- _PROBLEM DETAILS_
Format every line from the start of the items through the line containing "[349,190,369,221]", inclusive, as a Markdown table with the columns Row and Item line. Omit blank lines and leave the pictures out.

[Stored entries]
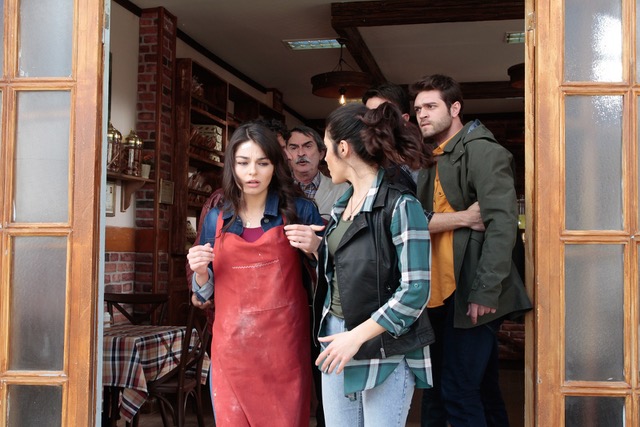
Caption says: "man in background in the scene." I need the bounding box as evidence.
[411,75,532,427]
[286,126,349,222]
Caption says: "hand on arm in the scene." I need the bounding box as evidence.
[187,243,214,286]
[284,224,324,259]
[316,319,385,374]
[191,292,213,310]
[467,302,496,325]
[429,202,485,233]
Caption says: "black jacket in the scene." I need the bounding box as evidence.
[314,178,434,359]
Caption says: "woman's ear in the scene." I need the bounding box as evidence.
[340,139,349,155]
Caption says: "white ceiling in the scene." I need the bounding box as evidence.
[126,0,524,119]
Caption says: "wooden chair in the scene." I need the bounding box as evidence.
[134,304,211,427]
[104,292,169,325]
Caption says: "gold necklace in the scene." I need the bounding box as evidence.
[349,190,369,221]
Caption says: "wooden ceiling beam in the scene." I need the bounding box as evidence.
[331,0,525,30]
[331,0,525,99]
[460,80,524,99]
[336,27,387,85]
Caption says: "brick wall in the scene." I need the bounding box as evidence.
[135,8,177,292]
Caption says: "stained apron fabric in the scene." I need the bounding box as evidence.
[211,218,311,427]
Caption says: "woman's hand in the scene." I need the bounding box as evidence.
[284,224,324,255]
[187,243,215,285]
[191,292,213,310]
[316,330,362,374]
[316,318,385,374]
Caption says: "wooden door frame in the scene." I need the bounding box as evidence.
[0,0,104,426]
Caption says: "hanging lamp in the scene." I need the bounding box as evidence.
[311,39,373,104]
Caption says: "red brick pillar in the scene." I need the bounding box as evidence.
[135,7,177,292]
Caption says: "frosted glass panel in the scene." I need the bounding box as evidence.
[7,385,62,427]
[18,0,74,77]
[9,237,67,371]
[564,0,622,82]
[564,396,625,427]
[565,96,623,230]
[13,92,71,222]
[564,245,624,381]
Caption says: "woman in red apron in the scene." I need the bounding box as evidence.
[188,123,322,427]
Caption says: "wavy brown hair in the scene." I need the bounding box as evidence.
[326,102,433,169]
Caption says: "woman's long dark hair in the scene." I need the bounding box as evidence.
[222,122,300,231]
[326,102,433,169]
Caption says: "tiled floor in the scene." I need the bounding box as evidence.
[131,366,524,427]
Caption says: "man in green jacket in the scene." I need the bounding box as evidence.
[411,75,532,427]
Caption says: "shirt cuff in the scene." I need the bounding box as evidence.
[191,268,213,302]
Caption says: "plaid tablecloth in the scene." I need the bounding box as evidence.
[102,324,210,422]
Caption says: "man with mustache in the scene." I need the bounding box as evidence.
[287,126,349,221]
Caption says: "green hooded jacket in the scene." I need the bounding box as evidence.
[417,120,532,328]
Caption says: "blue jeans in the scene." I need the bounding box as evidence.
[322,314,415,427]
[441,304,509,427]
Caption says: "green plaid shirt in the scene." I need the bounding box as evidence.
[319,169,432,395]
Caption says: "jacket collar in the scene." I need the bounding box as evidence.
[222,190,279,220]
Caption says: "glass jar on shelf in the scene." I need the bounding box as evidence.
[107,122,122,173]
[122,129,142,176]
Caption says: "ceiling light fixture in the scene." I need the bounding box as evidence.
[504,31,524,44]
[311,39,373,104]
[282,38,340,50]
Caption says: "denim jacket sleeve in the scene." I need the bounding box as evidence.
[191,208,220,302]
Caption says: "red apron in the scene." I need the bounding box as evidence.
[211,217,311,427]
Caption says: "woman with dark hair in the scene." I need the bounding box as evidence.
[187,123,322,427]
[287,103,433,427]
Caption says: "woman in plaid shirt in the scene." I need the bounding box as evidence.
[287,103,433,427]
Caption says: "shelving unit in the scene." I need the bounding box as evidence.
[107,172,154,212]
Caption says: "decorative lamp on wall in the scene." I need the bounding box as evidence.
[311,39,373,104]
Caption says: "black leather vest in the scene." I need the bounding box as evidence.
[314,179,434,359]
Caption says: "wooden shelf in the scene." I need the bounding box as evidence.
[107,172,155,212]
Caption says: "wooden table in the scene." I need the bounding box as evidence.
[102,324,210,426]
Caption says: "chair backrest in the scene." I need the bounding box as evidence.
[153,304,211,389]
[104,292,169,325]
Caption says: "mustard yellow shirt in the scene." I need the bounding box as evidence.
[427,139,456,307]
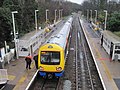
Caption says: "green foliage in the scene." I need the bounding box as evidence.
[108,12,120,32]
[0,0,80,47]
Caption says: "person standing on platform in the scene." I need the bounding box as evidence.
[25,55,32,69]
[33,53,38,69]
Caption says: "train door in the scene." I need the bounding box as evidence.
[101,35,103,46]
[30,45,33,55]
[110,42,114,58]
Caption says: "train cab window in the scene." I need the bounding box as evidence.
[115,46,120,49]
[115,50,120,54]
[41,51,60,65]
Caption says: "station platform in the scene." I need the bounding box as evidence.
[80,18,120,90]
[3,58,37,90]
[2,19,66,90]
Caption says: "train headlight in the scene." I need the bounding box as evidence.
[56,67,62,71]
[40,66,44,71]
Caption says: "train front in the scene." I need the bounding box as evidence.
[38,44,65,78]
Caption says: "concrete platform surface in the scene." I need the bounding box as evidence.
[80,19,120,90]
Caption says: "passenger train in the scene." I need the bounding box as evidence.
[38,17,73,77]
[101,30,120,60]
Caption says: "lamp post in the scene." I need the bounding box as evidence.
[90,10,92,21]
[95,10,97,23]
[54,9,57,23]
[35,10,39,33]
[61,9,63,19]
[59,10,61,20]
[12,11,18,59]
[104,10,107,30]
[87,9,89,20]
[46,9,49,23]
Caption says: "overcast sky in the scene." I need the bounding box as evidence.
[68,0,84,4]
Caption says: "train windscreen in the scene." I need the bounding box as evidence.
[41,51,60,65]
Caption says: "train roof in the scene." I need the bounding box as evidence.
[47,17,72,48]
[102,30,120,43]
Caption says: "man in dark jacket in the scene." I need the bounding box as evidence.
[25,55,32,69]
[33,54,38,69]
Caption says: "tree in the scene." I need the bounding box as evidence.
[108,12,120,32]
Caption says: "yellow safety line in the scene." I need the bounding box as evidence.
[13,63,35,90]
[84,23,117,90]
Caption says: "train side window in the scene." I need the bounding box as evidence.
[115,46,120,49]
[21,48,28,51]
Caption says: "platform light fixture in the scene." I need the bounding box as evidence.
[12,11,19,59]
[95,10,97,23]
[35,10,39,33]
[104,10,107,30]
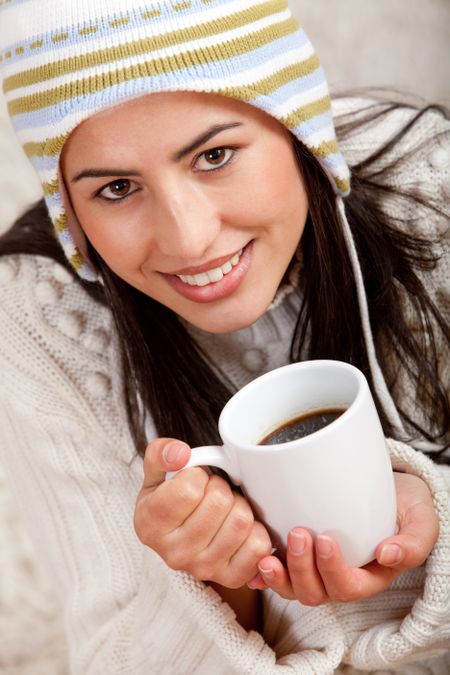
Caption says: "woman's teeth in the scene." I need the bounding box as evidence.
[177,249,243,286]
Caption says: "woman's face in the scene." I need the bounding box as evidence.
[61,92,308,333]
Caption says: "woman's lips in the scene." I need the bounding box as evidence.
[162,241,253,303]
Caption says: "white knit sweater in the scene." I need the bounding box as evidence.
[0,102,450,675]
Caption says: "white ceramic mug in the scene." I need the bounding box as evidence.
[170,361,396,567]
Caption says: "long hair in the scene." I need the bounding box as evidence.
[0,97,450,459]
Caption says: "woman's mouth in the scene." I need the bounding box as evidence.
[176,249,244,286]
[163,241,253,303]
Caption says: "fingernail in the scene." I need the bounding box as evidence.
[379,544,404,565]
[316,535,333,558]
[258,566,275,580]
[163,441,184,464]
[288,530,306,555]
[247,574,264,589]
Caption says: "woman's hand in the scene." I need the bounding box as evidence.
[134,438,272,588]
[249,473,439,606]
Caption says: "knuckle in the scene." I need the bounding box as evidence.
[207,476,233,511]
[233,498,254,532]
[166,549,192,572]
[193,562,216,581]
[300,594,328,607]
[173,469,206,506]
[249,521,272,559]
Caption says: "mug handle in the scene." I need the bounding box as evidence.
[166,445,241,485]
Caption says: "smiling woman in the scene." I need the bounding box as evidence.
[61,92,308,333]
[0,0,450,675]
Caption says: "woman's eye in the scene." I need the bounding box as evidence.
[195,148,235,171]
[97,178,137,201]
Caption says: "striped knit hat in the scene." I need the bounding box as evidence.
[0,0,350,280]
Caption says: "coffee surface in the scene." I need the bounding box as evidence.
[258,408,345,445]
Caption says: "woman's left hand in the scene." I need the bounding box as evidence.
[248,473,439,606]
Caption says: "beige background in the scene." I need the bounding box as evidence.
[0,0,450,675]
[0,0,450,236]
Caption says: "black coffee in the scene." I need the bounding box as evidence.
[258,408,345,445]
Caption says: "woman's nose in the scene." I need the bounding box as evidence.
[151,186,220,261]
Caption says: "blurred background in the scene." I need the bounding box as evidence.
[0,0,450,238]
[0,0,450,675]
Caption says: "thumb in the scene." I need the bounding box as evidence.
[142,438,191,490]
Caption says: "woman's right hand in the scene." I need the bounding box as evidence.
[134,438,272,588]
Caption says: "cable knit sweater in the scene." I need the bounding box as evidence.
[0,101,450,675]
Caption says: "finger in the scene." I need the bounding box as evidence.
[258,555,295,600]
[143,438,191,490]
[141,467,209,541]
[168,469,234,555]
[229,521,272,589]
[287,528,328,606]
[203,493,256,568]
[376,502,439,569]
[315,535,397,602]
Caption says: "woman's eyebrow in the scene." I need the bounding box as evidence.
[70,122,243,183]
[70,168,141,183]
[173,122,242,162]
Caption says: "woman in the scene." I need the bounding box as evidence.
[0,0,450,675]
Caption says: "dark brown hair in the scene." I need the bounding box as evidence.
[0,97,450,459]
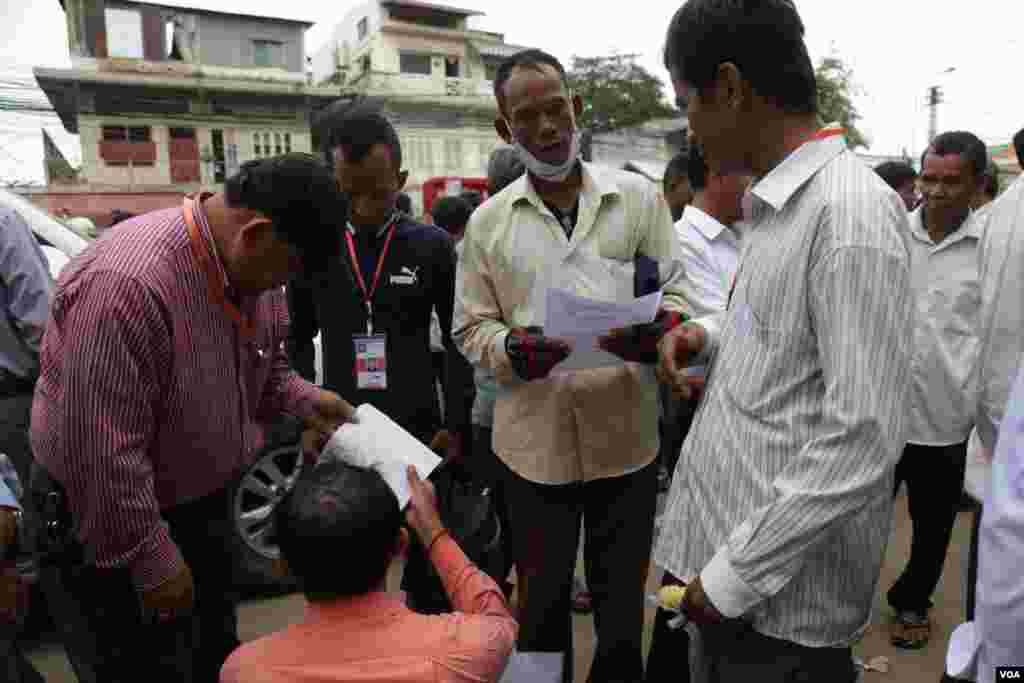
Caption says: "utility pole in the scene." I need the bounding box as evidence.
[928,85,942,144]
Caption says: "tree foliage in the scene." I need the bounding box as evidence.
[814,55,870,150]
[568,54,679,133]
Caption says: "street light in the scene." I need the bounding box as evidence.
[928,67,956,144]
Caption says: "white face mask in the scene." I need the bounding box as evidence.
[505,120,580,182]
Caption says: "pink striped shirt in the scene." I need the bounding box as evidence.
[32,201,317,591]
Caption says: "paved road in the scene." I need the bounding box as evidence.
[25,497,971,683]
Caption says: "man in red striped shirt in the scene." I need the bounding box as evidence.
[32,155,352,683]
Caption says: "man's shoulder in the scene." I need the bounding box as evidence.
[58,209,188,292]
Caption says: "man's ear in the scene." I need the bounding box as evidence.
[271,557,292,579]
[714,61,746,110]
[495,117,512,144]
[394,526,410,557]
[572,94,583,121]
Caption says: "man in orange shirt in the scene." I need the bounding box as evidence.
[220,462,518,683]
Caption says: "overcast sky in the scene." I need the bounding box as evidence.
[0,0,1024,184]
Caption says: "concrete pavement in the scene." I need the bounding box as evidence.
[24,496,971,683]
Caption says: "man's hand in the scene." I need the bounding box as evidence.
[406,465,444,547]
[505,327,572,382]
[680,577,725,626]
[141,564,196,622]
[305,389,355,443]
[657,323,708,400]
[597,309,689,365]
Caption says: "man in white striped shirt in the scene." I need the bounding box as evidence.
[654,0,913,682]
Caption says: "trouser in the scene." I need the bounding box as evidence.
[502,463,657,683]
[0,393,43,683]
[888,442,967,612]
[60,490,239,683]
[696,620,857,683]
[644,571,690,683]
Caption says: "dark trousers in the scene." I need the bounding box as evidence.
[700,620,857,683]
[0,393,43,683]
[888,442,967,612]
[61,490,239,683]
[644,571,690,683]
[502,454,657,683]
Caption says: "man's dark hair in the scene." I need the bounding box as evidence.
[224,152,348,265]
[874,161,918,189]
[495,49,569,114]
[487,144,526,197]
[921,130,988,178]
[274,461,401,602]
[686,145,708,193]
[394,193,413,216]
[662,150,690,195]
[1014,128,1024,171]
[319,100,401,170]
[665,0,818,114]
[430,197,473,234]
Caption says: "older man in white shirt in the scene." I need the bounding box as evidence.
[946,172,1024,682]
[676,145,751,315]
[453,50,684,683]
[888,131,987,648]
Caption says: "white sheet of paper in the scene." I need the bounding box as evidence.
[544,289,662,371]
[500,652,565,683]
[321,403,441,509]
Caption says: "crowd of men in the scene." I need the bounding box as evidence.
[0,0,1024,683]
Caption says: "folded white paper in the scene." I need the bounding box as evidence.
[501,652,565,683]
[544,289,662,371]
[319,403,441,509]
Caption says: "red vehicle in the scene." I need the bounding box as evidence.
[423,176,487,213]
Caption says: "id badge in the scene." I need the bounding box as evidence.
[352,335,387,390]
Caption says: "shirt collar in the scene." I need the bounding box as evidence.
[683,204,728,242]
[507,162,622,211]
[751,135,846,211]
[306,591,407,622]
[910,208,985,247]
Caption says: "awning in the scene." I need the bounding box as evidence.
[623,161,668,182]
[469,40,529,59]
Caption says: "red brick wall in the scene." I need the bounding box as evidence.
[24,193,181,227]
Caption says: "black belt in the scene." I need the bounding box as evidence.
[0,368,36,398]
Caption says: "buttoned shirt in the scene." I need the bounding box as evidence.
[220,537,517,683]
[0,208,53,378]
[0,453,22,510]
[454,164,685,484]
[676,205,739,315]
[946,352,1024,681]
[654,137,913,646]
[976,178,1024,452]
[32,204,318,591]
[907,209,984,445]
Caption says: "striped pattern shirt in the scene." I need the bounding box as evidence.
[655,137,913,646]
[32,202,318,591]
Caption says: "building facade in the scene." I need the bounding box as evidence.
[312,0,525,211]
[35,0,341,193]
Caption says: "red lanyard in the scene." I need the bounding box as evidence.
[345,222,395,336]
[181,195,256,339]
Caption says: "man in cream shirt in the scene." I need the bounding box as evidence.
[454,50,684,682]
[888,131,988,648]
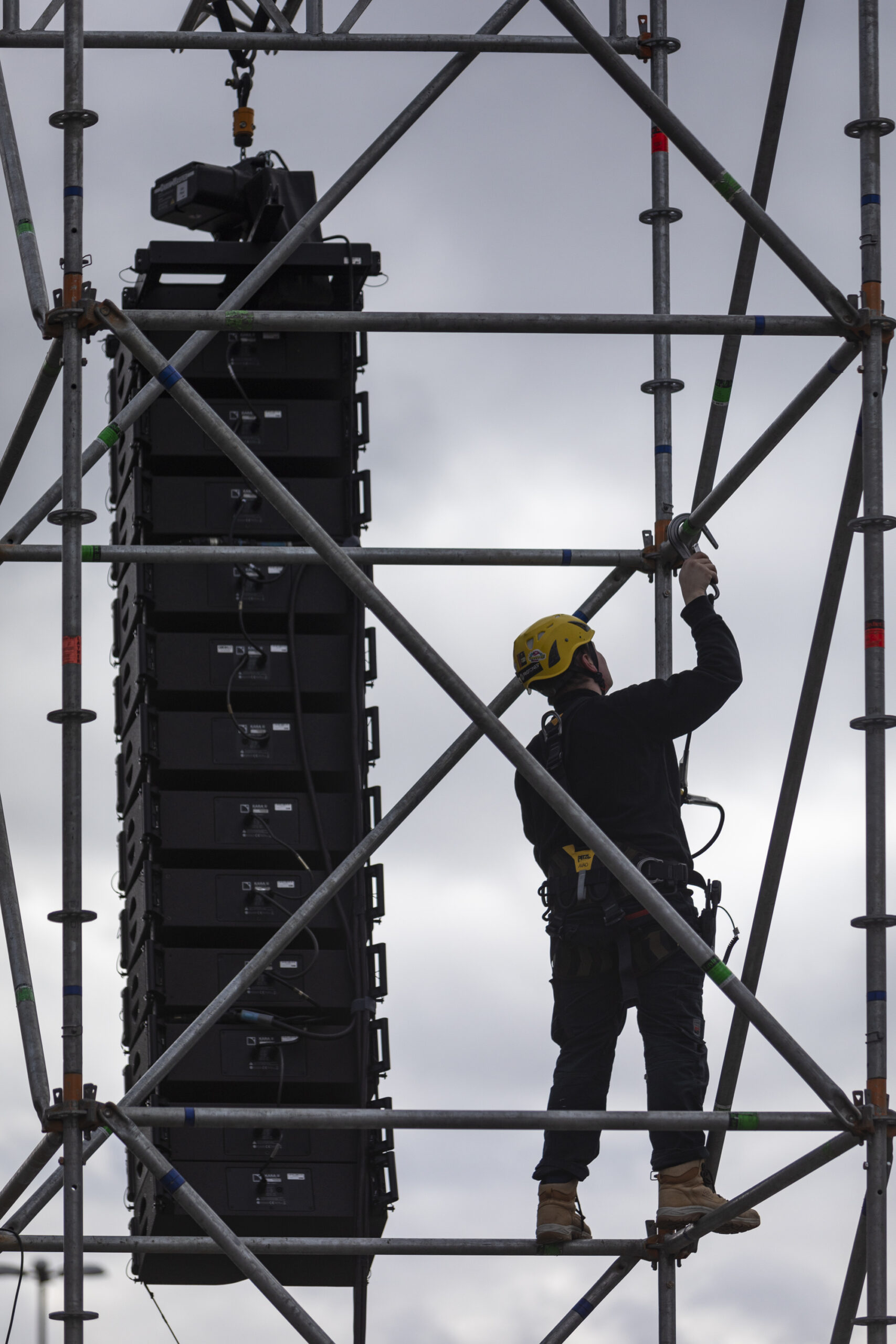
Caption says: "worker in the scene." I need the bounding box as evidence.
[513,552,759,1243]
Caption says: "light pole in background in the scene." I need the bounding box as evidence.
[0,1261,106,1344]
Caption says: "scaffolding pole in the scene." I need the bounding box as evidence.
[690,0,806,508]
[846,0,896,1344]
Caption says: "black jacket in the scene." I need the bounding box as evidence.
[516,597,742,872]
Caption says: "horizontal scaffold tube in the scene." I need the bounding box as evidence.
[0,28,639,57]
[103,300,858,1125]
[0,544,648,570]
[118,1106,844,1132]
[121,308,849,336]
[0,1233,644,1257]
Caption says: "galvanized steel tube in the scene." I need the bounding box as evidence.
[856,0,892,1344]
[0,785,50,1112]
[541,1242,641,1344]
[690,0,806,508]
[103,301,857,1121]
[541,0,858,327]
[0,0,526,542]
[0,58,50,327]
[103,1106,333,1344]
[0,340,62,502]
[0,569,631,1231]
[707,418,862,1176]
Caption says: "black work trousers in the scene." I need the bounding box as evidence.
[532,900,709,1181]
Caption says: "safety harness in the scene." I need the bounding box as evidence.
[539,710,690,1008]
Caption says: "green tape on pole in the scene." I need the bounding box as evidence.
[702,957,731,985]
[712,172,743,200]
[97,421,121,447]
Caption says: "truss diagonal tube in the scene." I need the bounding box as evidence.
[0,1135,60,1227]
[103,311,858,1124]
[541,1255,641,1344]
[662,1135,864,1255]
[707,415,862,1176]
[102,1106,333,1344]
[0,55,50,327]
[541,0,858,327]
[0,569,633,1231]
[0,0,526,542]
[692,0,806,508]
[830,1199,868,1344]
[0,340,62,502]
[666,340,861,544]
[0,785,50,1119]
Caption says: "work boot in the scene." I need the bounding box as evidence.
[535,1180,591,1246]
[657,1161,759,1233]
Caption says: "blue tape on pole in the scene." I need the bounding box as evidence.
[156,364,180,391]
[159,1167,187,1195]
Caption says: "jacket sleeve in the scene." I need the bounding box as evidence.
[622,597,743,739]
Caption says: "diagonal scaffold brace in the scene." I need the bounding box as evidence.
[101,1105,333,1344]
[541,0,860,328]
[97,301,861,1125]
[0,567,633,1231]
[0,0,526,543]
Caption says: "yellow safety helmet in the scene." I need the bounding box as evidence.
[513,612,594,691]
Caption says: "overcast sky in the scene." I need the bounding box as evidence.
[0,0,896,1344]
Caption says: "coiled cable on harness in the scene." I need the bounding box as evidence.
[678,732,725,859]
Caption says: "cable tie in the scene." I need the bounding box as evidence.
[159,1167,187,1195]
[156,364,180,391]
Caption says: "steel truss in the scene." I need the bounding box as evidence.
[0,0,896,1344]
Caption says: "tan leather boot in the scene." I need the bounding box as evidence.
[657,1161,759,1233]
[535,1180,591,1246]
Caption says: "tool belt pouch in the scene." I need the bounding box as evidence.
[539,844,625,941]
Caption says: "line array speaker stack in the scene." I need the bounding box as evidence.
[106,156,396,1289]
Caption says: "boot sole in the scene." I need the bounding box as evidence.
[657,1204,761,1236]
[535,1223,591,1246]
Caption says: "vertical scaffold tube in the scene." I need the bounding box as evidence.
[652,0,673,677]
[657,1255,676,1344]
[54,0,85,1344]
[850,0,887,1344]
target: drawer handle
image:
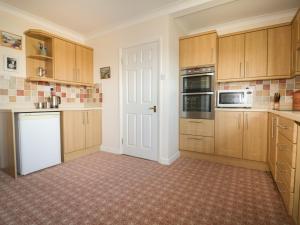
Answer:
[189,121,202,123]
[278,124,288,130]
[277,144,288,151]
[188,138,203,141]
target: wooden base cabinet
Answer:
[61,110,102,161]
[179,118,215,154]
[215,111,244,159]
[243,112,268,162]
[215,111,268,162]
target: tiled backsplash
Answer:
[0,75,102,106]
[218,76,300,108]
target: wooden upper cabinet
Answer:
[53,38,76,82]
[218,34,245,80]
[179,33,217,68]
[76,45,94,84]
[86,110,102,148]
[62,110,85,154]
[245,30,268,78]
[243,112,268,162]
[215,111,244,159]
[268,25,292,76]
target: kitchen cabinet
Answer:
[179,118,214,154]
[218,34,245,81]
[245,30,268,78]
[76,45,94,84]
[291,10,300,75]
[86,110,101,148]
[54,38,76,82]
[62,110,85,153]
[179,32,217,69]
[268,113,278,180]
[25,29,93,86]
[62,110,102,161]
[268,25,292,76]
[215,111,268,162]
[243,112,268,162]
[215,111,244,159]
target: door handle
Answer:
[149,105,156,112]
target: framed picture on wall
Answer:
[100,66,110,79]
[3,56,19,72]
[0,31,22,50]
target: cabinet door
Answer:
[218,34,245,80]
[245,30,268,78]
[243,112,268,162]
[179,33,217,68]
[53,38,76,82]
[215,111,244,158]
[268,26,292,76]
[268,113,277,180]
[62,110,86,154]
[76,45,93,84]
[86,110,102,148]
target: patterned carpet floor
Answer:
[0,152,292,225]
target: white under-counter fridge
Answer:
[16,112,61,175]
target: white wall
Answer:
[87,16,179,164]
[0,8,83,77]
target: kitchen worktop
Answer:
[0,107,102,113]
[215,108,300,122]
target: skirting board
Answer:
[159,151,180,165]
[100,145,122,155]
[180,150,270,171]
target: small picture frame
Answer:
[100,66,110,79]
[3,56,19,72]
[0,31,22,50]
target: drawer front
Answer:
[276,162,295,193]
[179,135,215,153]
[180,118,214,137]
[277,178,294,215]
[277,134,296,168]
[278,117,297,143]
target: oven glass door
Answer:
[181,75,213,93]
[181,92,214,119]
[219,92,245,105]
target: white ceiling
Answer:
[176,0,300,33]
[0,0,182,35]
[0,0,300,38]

- _RESPONSE TO THE TASK_
| Row | Item line |
|---|---|
| 1 | Caption says: "man in background in the scene." I need the bounding box as evidence. |
| 2 | [411,75,532,427] |
| 3 | [286,126,349,222] |
| 4 | Caption says: "hand on arm in the scene." I need the bounding box as evidence. |
| 5 | [187,243,214,286] |
| 6 | [284,224,324,259] |
| 7 | [316,319,385,374] |
| 8 | [191,292,213,310] |
| 9 | [467,302,496,325] |
| 10 | [429,202,485,233] |
| 11 | Caption says: "black jacket in the scene." I need the bounding box as evidence. |
| 12 | [314,178,434,359] |
| 13 | Caption says: "woman's ear in the scene." I need the bounding box as evidence. |
| 14 | [340,139,349,155] |
| 15 | Caption says: "white ceiling in the scene." I need the bounding box as evidence. |
| 16 | [126,0,524,119] |
| 17 | Caption says: "wooden chair in the scene." I need the bounding box as evidence. |
| 18 | [134,304,211,427] |
| 19 | [104,292,169,325] |
| 20 | Caption says: "gold necklace in the scene." I need the bounding box as evidence. |
| 21 | [349,190,369,221] |